Dataset entries –
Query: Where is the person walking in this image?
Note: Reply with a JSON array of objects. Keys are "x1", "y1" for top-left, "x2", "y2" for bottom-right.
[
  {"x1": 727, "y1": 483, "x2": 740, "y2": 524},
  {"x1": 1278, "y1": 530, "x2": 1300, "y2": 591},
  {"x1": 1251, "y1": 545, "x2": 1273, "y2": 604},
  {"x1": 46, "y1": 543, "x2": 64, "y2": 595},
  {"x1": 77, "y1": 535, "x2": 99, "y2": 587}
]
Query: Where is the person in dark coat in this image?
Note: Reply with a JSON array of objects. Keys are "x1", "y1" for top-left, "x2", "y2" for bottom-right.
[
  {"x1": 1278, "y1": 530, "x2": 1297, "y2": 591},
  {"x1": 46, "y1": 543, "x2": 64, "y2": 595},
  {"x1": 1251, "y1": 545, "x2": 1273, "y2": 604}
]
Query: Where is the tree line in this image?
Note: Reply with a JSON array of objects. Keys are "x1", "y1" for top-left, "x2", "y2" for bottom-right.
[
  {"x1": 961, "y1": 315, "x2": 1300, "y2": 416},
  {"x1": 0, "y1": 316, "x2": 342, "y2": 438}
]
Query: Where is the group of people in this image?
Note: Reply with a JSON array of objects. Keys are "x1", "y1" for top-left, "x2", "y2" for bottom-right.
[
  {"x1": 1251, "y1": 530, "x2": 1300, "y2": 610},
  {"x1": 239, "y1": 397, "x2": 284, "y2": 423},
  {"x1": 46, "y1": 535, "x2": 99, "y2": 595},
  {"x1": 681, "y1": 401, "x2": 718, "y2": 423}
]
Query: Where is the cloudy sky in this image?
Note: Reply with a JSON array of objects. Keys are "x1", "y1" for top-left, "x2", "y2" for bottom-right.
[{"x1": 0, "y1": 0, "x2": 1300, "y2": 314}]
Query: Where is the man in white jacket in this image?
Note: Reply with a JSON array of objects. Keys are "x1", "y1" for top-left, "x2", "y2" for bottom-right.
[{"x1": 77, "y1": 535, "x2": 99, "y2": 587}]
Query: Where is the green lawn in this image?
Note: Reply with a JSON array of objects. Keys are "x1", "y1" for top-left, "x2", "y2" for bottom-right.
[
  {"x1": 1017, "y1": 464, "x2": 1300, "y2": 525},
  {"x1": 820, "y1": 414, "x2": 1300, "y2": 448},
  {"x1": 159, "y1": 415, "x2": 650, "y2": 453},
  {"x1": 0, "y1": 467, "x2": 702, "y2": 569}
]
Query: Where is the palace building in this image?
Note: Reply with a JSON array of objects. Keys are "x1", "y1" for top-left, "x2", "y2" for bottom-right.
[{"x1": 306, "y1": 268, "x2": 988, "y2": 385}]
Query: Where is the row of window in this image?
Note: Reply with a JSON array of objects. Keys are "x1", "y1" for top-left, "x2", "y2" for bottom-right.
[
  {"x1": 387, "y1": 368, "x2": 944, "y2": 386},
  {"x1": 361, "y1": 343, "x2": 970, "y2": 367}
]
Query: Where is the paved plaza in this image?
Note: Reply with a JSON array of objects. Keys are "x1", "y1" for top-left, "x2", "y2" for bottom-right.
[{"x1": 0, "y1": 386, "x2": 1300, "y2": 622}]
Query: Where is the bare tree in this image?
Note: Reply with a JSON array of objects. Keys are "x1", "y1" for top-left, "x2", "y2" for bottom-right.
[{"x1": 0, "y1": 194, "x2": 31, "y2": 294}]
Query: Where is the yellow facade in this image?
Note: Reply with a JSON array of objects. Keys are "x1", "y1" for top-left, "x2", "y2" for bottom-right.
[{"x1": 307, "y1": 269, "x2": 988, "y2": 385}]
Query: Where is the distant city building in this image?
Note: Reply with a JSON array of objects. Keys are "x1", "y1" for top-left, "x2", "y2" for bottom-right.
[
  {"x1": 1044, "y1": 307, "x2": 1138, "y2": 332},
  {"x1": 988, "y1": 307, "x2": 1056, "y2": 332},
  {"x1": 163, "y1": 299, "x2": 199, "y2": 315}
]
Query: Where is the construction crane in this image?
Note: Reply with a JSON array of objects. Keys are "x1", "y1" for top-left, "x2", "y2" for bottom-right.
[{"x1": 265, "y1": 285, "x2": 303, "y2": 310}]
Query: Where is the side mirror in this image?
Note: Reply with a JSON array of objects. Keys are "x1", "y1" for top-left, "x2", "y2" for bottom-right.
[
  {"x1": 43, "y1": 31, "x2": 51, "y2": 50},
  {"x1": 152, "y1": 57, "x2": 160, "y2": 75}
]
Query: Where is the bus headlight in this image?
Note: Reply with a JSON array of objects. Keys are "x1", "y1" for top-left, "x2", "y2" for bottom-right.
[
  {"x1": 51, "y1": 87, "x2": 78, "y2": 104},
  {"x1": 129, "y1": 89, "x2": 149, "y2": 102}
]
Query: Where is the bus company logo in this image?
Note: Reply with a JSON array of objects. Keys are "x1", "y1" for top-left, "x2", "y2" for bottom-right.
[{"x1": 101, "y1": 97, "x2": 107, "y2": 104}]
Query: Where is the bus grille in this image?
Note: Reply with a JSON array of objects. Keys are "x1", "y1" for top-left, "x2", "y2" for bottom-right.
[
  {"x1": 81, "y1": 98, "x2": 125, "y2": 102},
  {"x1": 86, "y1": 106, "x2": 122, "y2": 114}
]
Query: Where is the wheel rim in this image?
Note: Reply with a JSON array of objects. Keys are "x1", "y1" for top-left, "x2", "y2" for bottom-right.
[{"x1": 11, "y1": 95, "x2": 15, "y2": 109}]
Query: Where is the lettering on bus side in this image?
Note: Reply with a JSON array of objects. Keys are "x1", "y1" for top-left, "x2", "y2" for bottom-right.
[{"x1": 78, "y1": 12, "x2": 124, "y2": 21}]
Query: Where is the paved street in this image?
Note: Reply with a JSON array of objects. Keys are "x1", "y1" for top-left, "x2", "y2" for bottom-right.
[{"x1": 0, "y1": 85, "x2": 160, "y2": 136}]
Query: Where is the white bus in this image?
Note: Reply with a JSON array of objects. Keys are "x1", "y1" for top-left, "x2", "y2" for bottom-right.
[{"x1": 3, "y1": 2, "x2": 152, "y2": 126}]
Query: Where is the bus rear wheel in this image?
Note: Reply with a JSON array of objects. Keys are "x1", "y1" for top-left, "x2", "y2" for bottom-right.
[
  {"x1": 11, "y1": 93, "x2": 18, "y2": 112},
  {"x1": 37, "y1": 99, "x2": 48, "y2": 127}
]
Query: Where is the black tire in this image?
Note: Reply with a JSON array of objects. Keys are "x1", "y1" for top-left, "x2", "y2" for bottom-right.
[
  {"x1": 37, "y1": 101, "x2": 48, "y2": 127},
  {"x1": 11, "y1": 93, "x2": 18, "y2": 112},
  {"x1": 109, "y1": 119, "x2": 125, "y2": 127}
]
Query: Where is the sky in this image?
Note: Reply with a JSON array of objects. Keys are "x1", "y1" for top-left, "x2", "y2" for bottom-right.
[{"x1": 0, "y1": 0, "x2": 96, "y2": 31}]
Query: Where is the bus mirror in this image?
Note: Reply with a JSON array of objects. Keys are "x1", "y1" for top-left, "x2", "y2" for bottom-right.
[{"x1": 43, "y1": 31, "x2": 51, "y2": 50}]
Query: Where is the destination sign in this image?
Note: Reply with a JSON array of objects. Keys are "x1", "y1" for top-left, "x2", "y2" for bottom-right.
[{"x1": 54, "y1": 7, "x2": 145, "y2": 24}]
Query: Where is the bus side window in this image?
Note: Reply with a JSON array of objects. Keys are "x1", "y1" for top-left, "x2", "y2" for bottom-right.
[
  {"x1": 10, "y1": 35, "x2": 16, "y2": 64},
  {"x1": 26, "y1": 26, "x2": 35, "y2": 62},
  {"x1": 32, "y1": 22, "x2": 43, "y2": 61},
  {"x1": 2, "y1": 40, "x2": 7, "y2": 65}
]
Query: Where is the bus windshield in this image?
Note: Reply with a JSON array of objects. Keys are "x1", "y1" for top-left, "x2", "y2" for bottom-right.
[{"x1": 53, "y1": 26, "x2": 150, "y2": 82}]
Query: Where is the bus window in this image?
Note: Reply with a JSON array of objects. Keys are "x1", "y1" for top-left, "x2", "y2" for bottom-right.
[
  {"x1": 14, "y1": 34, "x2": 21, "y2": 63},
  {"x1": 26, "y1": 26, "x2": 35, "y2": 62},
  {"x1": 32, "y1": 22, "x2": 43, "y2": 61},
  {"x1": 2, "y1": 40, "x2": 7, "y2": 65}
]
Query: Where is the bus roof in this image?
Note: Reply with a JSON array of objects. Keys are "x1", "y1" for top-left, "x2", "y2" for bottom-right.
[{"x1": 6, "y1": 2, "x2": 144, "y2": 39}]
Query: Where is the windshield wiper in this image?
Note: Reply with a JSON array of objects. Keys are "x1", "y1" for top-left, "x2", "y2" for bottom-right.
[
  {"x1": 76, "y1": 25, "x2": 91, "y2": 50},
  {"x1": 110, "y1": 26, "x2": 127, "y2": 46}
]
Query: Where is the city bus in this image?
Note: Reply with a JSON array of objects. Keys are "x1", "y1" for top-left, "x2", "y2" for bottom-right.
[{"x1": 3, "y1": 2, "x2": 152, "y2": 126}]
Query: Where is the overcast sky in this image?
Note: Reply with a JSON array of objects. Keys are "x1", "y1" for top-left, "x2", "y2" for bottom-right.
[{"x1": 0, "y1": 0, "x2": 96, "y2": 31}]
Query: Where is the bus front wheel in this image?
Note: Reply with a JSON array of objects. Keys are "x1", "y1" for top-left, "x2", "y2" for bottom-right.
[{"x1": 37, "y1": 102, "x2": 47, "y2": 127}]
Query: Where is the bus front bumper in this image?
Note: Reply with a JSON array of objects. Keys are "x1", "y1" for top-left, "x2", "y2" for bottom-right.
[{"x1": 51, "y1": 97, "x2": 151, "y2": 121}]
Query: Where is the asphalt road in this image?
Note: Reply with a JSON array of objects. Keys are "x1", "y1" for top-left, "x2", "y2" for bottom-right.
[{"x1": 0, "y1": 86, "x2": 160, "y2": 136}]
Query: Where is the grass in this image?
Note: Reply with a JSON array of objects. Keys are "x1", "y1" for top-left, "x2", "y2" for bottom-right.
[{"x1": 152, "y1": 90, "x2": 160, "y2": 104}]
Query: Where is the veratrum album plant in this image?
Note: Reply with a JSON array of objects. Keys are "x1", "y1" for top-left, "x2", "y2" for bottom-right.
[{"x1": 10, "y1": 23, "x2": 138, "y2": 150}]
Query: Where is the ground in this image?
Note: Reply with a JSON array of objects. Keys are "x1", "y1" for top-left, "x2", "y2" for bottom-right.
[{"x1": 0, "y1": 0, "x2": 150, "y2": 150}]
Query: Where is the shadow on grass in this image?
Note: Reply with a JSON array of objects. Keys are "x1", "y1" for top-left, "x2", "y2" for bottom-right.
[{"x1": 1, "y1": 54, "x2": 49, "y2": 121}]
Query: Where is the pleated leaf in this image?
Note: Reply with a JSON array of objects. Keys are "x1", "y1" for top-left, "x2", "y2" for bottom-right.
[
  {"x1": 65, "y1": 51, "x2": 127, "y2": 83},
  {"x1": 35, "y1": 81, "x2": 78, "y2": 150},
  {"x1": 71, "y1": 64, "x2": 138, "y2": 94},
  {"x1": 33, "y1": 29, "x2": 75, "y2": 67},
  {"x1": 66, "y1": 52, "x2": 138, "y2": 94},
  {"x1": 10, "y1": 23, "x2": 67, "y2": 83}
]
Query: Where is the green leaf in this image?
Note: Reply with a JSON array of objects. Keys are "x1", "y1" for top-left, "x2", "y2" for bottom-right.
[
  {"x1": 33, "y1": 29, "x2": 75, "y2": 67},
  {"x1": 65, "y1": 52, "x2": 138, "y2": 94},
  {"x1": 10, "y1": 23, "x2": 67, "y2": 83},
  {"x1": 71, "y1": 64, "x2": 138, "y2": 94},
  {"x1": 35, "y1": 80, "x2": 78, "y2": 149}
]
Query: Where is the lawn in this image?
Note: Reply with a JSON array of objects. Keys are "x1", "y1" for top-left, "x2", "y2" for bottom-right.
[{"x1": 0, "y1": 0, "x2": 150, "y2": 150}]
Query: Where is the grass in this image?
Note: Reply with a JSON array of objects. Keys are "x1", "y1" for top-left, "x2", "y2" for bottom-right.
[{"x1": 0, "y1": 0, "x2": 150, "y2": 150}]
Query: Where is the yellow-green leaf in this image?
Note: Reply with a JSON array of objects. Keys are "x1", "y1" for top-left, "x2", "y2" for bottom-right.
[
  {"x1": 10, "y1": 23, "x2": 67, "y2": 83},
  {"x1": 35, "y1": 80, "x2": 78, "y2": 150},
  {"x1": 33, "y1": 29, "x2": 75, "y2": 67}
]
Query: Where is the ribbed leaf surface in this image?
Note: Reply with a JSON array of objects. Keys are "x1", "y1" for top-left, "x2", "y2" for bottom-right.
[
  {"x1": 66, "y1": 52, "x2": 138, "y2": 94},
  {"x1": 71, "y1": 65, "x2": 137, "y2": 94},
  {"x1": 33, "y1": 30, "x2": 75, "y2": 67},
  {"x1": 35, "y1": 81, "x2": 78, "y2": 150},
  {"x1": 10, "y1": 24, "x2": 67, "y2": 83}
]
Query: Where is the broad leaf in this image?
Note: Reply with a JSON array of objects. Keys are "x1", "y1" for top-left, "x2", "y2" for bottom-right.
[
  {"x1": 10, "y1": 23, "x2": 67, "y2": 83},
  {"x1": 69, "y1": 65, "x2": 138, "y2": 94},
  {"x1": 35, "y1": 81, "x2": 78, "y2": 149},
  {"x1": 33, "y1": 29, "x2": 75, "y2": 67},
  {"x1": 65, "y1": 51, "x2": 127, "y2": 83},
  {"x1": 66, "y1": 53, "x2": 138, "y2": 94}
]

To do –
Which lines of the records above contain the string "mirror", counting only matches with the same uppercase and lowercase letters? Return each such line in full.

Written response –
Query: Where is the side mirror in this image?
Query: Where is the bus mirror in this image?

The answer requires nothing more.